§ **Goal**: Present every line of the items below as a JSON list of strings, one string per line, with blank lines skipped and the pictures left out.

# START OF Entries shown

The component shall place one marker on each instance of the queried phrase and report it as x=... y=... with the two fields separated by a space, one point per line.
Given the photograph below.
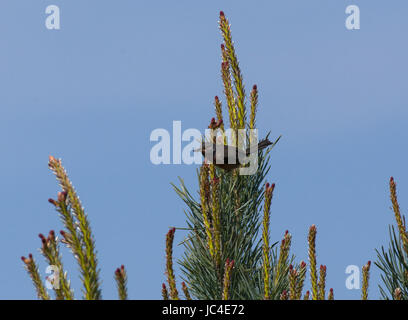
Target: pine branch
x=50 y=250
x=121 y=282
x=83 y=239
x=32 y=270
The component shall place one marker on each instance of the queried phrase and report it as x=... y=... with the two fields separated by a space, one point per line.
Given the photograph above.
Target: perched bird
x=231 y=157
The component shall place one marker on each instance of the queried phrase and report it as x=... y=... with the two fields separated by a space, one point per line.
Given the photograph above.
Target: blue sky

# END OF Entries shown

§ **Solution below**:
[
  "The component shall place one marker on each instance of the queried phrase and report it as x=... y=... with the two fields separated by a space, one point per line.",
  "Given the photograph below.",
  "Target: pine branch",
  "x=50 y=250",
  "x=121 y=282",
  "x=83 y=239",
  "x=32 y=270",
  "The component shall place one marker on each instance of the queried phrase and report it as x=... y=... with the two fields separated by a space, one point per line.",
  "Given the photograph above.",
  "Target: perched bird",
  "x=231 y=157",
  "The component shall place one marker on each instance of the queried phrase and report it as x=... y=... with the two fields separated by a space, one point per line.",
  "Given the photograph above.",
  "Target: blue sky"
]